__Task statement__
What's wanted is a faithful retyping of every entry, pictures excluded.

__Input for this task__

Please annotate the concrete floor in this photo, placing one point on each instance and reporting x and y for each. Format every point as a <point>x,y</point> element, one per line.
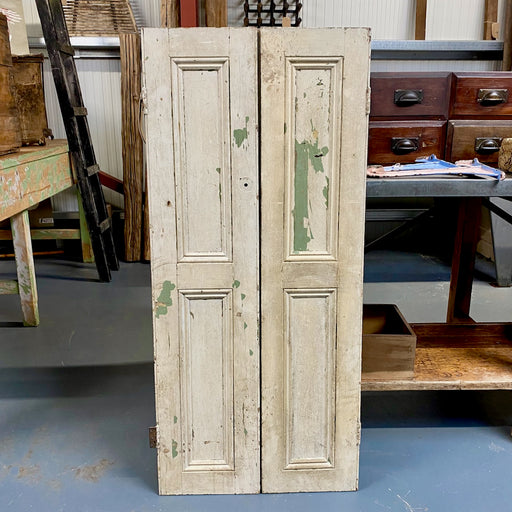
<point>76,399</point>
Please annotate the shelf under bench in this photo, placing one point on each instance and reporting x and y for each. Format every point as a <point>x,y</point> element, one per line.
<point>456,356</point>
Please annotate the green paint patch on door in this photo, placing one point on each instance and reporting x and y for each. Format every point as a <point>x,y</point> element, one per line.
<point>325,192</point>
<point>164,300</point>
<point>241,134</point>
<point>307,153</point>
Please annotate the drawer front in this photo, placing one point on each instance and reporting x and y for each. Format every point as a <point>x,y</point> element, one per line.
<point>404,141</point>
<point>476,139</point>
<point>410,95</point>
<point>482,94</point>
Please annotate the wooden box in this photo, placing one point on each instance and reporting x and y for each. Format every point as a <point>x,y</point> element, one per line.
<point>468,139</point>
<point>484,95</point>
<point>29,95</point>
<point>389,343</point>
<point>410,95</point>
<point>10,136</point>
<point>405,141</point>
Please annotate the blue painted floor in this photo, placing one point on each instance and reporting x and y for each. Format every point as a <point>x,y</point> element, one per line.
<point>76,400</point>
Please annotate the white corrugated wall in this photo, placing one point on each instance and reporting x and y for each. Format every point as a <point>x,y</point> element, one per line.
<point>389,19</point>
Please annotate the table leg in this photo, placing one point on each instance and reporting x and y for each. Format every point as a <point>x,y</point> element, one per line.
<point>25,268</point>
<point>463,262</point>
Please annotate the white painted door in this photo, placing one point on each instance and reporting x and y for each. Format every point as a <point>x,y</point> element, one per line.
<point>314,107</point>
<point>202,147</point>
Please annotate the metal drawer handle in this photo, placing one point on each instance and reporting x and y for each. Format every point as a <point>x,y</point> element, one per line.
<point>487,145</point>
<point>408,97</point>
<point>404,145</point>
<point>490,97</point>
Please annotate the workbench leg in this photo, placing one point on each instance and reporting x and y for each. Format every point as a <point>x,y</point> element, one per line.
<point>25,268</point>
<point>502,243</point>
<point>463,262</point>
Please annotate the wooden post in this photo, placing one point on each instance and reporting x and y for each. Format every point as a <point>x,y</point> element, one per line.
<point>133,171</point>
<point>169,13</point>
<point>507,38</point>
<point>491,27</point>
<point>25,268</point>
<point>216,13</point>
<point>463,261</point>
<point>421,19</point>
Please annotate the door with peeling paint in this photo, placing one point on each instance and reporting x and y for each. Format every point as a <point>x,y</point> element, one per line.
<point>314,107</point>
<point>203,185</point>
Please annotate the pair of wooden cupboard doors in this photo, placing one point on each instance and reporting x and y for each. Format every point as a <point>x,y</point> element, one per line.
<point>256,144</point>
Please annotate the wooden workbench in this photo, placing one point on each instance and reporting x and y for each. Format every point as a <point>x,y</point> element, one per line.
<point>461,353</point>
<point>26,178</point>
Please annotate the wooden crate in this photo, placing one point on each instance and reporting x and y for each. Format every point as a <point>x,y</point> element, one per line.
<point>10,136</point>
<point>389,343</point>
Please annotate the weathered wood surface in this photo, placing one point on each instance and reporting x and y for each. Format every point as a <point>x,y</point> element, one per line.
<point>475,356</point>
<point>10,131</point>
<point>170,13</point>
<point>133,160</point>
<point>463,259</point>
<point>33,174</point>
<point>28,87</point>
<point>25,268</point>
<point>216,13</point>
<point>314,106</point>
<point>203,188</point>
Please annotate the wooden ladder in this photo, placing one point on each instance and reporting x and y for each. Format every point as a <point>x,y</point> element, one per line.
<point>74,114</point>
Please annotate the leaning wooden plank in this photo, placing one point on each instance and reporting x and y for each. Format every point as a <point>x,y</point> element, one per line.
<point>491,27</point>
<point>9,287</point>
<point>203,187</point>
<point>421,19</point>
<point>314,122</point>
<point>25,268</point>
<point>133,165</point>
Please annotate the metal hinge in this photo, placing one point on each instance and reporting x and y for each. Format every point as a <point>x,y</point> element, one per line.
<point>153,437</point>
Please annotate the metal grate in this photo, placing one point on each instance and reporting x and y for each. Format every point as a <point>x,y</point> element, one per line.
<point>271,13</point>
<point>100,18</point>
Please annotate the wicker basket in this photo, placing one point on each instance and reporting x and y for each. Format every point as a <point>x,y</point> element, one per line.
<point>99,18</point>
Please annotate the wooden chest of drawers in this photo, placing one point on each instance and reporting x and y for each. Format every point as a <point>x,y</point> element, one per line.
<point>456,116</point>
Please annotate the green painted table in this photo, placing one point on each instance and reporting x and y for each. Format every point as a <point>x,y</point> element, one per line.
<point>28,177</point>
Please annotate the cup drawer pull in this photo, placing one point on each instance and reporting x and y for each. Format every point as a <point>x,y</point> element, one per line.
<point>490,97</point>
<point>404,145</point>
<point>487,145</point>
<point>408,97</point>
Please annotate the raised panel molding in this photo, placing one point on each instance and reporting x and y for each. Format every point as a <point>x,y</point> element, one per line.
<point>310,336</point>
<point>200,92</point>
<point>206,345</point>
<point>312,155</point>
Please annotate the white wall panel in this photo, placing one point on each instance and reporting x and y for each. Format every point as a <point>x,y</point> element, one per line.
<point>100,81</point>
<point>435,65</point>
<point>388,19</point>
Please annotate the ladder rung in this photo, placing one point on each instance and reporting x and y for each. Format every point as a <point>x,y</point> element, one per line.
<point>79,111</point>
<point>93,169</point>
<point>66,48</point>
<point>104,225</point>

__Task solution__
Please annotate the concrete floor in this photo, placing one point on each instance and reporting x and y for each. Format every point as a <point>x,y</point> element, one per line.
<point>76,399</point>
Please annotate the shelf under bench in this photo, placing one point on each instance and reporting x and y for each. Format every point as a <point>x,y</point> element, one per line.
<point>456,356</point>
Please annotate the green paint patch on door in this photo, placing one point on each instance and reporting x and y for each. Format every point as a <point>x,y</point> element, one per line.
<point>325,192</point>
<point>164,300</point>
<point>241,134</point>
<point>307,153</point>
Please annotate the drawer front in this photo, placing one point on each instance and reporting x and y for each. Format every point as a <point>x,y</point> element, one per line.
<point>404,141</point>
<point>476,139</point>
<point>410,95</point>
<point>482,94</point>
Please annotate the wooden box in this photo, placing one point on each instance and reporting x and y for each. Format every point as a <point>x,y</point> element, one per line.
<point>468,139</point>
<point>484,95</point>
<point>29,95</point>
<point>389,343</point>
<point>410,95</point>
<point>10,136</point>
<point>405,141</point>
Please annotate the blue painted floor in this photo, placing one point on each instance and reporting x and y for each. Format every point as a <point>x,y</point> element, one per line.
<point>76,400</point>
Please annotate the white corrugated wall in this photo, placing one point on each instance and reporting x and y for each. Format every point as a <point>x,y</point> element, one per line.
<point>389,19</point>
Please annotate the table leg in this photo, placing one point on each instance and reporting x and y for each. Format every point as a <point>x,y</point> element, one per line.
<point>25,268</point>
<point>463,262</point>
Please annotate the white painted door in this photo, placing one point on each instance and reporting x and y for each. Format every point as a <point>x,y</point> element, one per line.
<point>314,107</point>
<point>202,147</point>
Please annotate the metal drawer handle in this photo, placing one point on each instance and reporting x and y for each. Format every point as a <point>x,y</point> element, one per line.
<point>487,145</point>
<point>408,97</point>
<point>404,145</point>
<point>490,97</point>
Please annotate the workbench leg in this photo, placing one point on each instance and reporting x and y for each. Format every point as a <point>x,y</point> element, one per line.
<point>25,268</point>
<point>502,243</point>
<point>463,262</point>
Please annotate the wooden post in this photo, placing one point on each instance and reporting x and y for each. Format every point as a <point>x,y</point> element, one per line.
<point>133,171</point>
<point>169,13</point>
<point>507,38</point>
<point>491,27</point>
<point>25,268</point>
<point>216,13</point>
<point>463,261</point>
<point>421,19</point>
Please annotate the door with peeling paint in this photo, placing one point on each instance and reporting x and y for each. Format every point as a <point>x,y</point> element, one per line.
<point>314,107</point>
<point>203,185</point>
Please annotate the pair of wooden cupboard doors in this photo, placing one point on each instance and reporting x and y for each. Format every point as a <point>x,y</point> element, one per line.
<point>256,144</point>
Please annotate the wooden workbench in this photo, placing one point on each instance and reporting x and y for each. Format every point as a <point>x,y</point> element, one per line.
<point>461,353</point>
<point>26,178</point>
Please annotate the wooden crate in this photo, placing one point on each instance and reporting x and y for each. Format every point as a <point>x,y</point> element, one per line.
<point>10,136</point>
<point>389,343</point>
Please annotate the weathered wood surface in this photo, placing one point on each instance and reporting x and y for each. Format every point as a <point>x,y</point> element, one per line.
<point>475,356</point>
<point>10,131</point>
<point>170,13</point>
<point>133,160</point>
<point>463,259</point>
<point>33,174</point>
<point>28,87</point>
<point>25,268</point>
<point>216,13</point>
<point>314,106</point>
<point>203,188</point>
Please annotate the wooden ladder in this photo, placing one point on each instance and reporting x and y for each. Format every point as a <point>x,y</point> element, one per line.
<point>74,114</point>
Please annotate the leaning wooden plank in this photo, placing one point on each instance and reporting x and y for each. Format every point as a <point>x,y</point> element, one per line.
<point>491,27</point>
<point>9,287</point>
<point>203,187</point>
<point>421,19</point>
<point>314,122</point>
<point>25,268</point>
<point>133,165</point>
Please annotate the metal hinge in this photo, placing one point on each instance and reporting x and y for each. Format every point as a <point>x,y</point> element, one per line.
<point>153,437</point>
Please annotate the metal grate in this photo, placing one point on each instance and reporting x and y for each. Format every point as a <point>x,y</point> element, one per line.
<point>271,13</point>
<point>100,18</point>
Please annotate the wicker basket in this photo, placing one point on each instance and reporting x and y for each. Format every point as a <point>x,y</point> element, one per line.
<point>99,18</point>
Please annotate the wooden chest of drawers in this photo, placing one point on each instance and reporting x and y for each. Format every point as a <point>x,y</point> element, one per line.
<point>456,116</point>
Please annotate the green painted table in this photo, placing one point on each instance and reporting x and y for each. Format every point as a <point>x,y</point> element, one per line.
<point>28,177</point>
Please annotate the cup drawer pull in this photo, placing one point on each instance and reporting x and y for each. Format every point as a <point>x,y</point> element, one per line.
<point>490,97</point>
<point>404,145</point>
<point>487,145</point>
<point>408,97</point>
Please annotate the raised panel molding in this photo, placing one point on each instance and reporting x and y for each. Format every point as a <point>x,y</point> element, one per line.
<point>310,336</point>
<point>200,92</point>
<point>206,345</point>
<point>312,155</point>
Please annotate the white wall panel in this photo, placing one point on each instance and reporting x and y for each. Format every point as a <point>x,y</point> element, one per line.
<point>100,81</point>
<point>435,65</point>
<point>388,19</point>
Please annotate the ladder rung in this photo, placing one point on each instance and reporting x and y for each. Format every point as a <point>x,y</point> element, one per line.
<point>79,111</point>
<point>93,169</point>
<point>66,48</point>
<point>104,225</point>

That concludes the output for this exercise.